### Source passage
※

Tuesday, May 26, 2009

MTN Finally Enters Kenya Market Through UUNET Acquisition

South African mobile group MTN has finally acquired a 60 per cent stake in Kenyan corporate communications solutions firm UUNET, whose holding firm is also South Africa-based, the weekly EastAfrican newspaper reports.

Senior officials at the Uganda subsidiary of the telecom giant confirmed the transaction, but referred us to the group's head office in Johannesburg, South Africa, for details. MTN Uganda is not officially allowed to comment on the acquisition as it was conducted at headquarters level.

The Johannesburg-based group executive for corporate affairs, Nozipho January-Bardill, also declined to comment on the deal, but said the telecom giant is actively seeking expansion opportunities.

"MTN does not respond to market speculation. The group is committed to its expansion strategy of actively seeking value-creating opportunities in emerging markets," she said in an email.

According to Premium Business Information Source Alacra Store, the group's last acquisition was on March 12, this year — New Clicks Holdings, a Cape Town-based pharmaceutical distributor.

MTN has been trying to get into the Kenya market for some years now. UUNET Kenya spokesman Kenneth Kareithi was more upfront, saying it was a done deal, although both parties were yet to issue a press statement.

"We've not told the media anything on this merger, but we will do so soon," he said on phone.

MTN will now have a chance to go head to head with Safaricom, which has ruled the roost in company performance for three years running.

At last year's CEO's Most Respected Company Survey gala held at Kampala's Serena Hotel, MTN Chief Executive Noel Meier said his company would take on Safaricom as the region's most respected company.

But this is not what industry analysts thought would happen since UUNET — which started out in Kenya in 2001 — is both a mobile operator and a broadband internet service provider, unlike other telecom operators that MTN has courted in the past.

The South Africans missed the first chance to enter Kenya's telecom domain in 2004, when the then Celtel International [renamed Zain in 2008] beat them to KenCell, which was being sold by French telecom company Vivendi.

※

### Source information
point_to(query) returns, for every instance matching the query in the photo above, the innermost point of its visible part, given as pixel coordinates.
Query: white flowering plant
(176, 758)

※

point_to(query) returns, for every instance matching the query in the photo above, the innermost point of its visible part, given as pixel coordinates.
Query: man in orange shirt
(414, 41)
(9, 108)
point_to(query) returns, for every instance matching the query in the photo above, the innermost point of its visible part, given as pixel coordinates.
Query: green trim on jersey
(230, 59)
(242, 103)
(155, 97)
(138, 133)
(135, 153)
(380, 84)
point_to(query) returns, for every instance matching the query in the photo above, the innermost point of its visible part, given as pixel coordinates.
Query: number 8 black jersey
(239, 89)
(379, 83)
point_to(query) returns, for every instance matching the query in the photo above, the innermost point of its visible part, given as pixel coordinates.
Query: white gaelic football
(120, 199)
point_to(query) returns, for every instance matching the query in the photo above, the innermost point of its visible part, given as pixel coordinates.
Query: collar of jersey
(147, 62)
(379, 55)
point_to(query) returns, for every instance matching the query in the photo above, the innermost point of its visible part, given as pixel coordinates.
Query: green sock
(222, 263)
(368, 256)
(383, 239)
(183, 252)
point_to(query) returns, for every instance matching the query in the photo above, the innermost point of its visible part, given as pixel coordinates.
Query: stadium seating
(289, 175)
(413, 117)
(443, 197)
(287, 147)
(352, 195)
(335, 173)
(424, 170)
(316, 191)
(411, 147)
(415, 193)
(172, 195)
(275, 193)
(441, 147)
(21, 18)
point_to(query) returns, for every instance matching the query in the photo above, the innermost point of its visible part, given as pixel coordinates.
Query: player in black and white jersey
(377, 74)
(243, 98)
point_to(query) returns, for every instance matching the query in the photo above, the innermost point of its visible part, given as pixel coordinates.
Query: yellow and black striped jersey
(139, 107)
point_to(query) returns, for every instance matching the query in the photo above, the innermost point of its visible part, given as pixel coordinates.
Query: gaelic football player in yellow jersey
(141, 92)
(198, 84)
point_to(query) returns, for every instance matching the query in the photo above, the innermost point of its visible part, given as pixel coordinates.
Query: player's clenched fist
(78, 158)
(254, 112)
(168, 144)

※

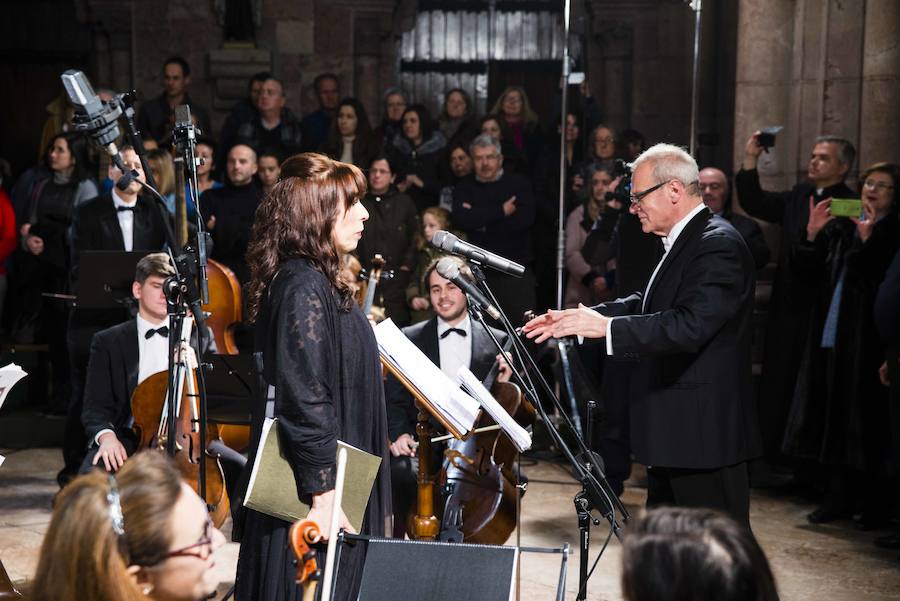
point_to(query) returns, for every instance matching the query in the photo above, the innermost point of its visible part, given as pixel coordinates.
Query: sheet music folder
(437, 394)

※

### To do
Pick up the news article above on MTN's acquisition of a stake in UUNET Kenya and continue it from its last sentence.

### Response to the task
But MTN's interest in the market did not ebb, buoyed, perhaps, by the realisation that Kenya is the most robust telecom market in the region, going by what Safaricom has achieved — more than 10 million subscribers, the biggest IPO in East Africa and a vibrant mobile money transfer service that rakes in millions.

However, Kenya offers other opportunities, particularly in the emerging data market segment and in business process outsourcing.

Because of this, MTN bid to buy a 51 per cent stake in 2007 in the state-owned Telkom, but lost to French Telecom, which last year rolled out the Orange service brand.

Just last month, there was talk of a possible takeover of Econet by MTN. Econet is Kenya's fourth mobile operator, trading under the Yu brand.
MTN is the continent's largest telecom company. It's drive for expansion comes as operators await the landing of undersea cables on the eastern coast to serve eastern and central Africa.

Once connectivity and call costs become less costly — analysts say by as much as 20-30 per cent — operators will look at growth in the lucrative industry.

MTN will consolidate its already intimidating profile on the continent — its profit went up 44 per cent last year to $1.6 billion while its earnings before interest, tax depreciation and armotisation was $5.22 billion in 2008.

This was a decline of 1.4 per cent from the previous year, but the earnings are expected to jump to $7.67 billion by 2013.